Word for word, return the lines from the start of the entries below through the line that has "Need: a point for each instance of the city".

--- TASK MATERIAL ---

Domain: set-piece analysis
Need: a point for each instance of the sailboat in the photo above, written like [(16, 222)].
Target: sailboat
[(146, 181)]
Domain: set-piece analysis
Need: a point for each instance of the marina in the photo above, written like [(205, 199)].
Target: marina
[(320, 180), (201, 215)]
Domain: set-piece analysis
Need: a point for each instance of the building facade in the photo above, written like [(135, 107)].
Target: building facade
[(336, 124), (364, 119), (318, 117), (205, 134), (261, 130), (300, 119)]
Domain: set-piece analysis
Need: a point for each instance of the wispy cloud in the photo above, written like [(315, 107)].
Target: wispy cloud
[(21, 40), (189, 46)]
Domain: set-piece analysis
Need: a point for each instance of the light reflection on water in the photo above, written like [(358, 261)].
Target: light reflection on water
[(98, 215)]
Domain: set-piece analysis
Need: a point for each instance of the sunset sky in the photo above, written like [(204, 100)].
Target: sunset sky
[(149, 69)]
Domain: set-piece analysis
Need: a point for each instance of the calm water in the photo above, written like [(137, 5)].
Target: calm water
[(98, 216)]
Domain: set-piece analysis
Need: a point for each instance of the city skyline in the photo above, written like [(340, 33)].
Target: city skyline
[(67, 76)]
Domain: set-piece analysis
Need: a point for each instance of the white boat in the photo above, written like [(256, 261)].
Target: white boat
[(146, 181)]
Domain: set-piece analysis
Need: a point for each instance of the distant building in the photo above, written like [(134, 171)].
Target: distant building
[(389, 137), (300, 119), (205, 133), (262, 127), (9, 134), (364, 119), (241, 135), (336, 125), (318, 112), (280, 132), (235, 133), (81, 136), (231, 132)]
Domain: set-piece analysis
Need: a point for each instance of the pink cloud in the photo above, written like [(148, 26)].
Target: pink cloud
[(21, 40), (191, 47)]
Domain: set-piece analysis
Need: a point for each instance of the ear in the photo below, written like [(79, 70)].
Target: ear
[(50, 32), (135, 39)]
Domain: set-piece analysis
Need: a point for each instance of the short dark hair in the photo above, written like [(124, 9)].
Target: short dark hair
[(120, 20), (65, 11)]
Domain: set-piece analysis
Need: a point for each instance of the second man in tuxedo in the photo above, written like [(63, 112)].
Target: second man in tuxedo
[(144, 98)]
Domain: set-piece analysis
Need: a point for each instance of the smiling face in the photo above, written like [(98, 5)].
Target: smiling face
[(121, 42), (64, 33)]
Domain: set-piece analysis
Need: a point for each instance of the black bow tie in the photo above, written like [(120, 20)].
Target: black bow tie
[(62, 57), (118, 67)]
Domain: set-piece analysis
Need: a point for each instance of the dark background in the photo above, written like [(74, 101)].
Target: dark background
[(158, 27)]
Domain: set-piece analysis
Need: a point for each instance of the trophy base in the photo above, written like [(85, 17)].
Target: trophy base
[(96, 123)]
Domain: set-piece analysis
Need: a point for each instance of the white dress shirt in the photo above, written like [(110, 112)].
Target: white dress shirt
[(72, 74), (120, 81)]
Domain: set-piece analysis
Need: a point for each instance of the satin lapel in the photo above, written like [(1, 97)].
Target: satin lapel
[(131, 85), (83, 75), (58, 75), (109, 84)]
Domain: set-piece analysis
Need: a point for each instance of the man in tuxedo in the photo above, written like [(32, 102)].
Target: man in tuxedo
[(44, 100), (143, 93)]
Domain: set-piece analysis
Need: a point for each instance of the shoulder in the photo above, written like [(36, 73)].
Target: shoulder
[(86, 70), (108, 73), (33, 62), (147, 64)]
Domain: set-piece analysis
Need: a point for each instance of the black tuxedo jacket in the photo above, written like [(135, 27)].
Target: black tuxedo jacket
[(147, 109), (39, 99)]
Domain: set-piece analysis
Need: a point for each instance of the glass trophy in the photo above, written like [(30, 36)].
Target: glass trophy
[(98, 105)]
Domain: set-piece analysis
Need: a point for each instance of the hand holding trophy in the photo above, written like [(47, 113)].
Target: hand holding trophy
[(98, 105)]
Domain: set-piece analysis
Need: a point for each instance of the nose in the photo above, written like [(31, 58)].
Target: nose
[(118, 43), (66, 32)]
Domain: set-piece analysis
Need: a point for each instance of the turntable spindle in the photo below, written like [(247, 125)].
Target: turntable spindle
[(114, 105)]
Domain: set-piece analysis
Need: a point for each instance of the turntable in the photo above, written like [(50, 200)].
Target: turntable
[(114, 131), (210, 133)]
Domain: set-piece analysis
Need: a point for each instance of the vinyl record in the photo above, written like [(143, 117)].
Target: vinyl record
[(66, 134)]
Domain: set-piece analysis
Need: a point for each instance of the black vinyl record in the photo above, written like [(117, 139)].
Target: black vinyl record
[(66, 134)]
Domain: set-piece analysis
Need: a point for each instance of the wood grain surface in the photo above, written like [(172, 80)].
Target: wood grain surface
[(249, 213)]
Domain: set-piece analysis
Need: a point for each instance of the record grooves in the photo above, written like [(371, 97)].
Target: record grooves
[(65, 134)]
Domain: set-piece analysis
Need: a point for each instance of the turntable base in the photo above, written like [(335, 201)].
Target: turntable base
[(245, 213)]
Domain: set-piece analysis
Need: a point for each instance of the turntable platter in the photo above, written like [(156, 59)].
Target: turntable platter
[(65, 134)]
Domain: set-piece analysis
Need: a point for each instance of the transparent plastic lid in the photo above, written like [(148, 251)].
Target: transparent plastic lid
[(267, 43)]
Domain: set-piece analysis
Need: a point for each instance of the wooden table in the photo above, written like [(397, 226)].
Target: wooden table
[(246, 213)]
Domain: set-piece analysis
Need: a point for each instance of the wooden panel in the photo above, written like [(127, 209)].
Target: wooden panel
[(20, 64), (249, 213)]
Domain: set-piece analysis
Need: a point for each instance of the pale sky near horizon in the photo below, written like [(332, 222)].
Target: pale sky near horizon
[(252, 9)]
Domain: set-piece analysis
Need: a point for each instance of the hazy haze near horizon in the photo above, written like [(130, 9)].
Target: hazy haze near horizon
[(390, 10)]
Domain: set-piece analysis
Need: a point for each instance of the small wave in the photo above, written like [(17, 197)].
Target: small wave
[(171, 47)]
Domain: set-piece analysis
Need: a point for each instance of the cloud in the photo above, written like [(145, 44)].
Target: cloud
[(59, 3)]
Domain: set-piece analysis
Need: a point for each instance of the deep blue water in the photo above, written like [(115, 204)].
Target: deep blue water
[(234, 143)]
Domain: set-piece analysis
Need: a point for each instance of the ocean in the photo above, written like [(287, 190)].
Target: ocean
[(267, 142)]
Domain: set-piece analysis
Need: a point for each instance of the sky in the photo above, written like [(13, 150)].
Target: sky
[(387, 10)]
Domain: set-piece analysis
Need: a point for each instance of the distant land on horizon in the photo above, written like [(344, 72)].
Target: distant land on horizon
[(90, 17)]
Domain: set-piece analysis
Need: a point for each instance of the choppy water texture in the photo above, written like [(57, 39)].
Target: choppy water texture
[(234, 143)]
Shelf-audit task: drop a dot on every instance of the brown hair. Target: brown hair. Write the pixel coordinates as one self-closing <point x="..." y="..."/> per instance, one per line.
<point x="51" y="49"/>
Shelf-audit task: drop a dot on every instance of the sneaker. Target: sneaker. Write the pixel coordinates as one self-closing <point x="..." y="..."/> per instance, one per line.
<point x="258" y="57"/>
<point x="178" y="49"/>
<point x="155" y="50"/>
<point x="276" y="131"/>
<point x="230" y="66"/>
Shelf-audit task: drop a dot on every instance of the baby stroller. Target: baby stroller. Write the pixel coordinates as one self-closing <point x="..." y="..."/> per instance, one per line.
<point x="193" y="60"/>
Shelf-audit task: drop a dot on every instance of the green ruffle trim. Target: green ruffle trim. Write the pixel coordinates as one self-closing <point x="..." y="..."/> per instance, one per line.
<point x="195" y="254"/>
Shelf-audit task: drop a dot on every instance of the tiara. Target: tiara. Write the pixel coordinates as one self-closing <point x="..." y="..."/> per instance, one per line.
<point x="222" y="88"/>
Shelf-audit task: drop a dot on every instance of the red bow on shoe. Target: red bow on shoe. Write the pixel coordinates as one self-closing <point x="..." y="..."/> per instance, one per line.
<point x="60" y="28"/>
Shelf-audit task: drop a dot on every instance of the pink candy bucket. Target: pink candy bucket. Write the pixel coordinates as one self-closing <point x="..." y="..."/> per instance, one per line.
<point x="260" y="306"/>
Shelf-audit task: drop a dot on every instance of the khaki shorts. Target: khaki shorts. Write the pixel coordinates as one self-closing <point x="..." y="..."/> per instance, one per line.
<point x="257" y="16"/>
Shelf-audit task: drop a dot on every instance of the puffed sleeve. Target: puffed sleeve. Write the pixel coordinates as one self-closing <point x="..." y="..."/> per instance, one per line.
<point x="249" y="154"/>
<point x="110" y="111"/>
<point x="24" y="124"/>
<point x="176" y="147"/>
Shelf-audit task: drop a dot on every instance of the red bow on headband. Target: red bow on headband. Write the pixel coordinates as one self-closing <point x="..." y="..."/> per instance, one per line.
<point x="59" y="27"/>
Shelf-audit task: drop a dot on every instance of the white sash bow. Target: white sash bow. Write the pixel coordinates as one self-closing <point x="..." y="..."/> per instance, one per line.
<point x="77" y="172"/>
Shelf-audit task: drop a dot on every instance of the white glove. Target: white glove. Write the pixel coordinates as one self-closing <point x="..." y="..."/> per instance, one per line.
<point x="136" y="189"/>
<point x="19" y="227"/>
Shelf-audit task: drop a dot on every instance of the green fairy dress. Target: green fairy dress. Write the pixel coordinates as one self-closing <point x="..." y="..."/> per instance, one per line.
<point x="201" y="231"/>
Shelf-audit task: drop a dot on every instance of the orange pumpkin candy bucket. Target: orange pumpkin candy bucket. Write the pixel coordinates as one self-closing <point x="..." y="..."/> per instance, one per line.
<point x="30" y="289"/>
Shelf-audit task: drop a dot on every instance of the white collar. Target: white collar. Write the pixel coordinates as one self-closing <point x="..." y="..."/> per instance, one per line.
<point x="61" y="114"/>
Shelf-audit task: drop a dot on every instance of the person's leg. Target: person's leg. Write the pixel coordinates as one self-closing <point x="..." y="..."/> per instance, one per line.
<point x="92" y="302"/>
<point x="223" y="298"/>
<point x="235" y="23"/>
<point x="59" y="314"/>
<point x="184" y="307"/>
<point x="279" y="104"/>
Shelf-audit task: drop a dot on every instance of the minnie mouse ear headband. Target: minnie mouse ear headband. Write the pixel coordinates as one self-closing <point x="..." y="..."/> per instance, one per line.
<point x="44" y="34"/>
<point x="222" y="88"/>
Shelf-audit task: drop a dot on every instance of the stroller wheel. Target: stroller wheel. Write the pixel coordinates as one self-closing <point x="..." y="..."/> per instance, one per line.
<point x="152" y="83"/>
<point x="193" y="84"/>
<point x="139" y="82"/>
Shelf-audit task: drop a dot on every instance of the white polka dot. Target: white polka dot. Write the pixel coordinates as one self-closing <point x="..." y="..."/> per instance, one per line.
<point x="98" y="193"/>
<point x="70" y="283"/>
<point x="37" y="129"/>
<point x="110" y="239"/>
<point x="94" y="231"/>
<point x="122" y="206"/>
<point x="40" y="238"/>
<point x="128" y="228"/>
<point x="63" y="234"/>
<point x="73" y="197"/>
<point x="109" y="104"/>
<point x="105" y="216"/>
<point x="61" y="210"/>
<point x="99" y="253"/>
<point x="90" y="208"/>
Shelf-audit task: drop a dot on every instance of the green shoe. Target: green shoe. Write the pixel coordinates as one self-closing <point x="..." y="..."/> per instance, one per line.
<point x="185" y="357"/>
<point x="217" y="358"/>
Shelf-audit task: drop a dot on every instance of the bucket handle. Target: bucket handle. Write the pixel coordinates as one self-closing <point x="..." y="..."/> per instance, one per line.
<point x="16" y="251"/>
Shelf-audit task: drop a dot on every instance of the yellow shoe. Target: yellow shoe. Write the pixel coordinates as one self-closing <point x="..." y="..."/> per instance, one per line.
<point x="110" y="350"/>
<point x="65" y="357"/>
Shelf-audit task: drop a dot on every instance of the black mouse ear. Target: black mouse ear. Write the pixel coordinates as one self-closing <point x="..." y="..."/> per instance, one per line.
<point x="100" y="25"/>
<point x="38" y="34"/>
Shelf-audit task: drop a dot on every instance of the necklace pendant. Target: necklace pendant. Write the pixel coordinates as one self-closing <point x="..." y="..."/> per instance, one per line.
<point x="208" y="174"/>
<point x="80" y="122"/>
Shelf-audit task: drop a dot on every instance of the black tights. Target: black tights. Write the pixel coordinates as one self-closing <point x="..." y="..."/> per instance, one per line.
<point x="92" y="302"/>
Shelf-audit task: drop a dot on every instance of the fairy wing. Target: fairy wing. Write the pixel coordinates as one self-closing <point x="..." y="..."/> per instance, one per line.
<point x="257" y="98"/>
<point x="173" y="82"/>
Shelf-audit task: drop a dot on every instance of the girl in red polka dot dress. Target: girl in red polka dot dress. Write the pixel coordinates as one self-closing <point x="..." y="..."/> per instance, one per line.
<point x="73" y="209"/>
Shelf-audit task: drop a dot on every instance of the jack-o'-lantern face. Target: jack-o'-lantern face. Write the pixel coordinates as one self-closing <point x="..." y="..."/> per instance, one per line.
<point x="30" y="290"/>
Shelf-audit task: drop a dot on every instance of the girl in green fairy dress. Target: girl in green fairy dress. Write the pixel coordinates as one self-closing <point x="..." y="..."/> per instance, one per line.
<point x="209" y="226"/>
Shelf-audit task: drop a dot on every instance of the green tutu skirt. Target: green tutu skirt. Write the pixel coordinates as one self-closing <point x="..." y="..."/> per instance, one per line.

---

▸ **COMPLETED TASK**
Domain: set-piece analysis
Need: a point for each instance of the sailboat in the photo above, written like [(16, 222)].
Target: sailboat
[(146, 181)]
Domain: set-piece analysis
Need: a point for each instance of the marina in the photo above, written like [(205, 199)].
Target: marina
[(320, 180), (201, 215)]
Domain: set-piece analysis
Need: a point for each instance of the building facade in the photo above, written like [(135, 107)].
Target: building facade
[(336, 124), (364, 119), (318, 117), (205, 134), (261, 130), (300, 119)]
Domain: set-piece analysis
Need: a point for each instance of the wispy cloud in the photo above, written like [(315, 107)].
Target: wispy cloud
[(21, 40), (189, 46)]
Domain: set-piece analysis
Need: a point for each instance of the light reflection on water in the photo above, written like [(358, 261)].
Target: light reflection on water
[(98, 215)]
Domain: set-piece analysis
Need: a point for each instance of the sunset sky in the photo above, written like [(204, 100)].
Target: sunset sky
[(149, 69)]
Domain: set-piece analysis
Need: a point for each instance of the calm water in the photo above, written like [(137, 5)].
Target: calm water
[(98, 216)]
Domain: set-piece analysis
Need: a point for each instance of the city skyline in the photo above, written like [(340, 33)].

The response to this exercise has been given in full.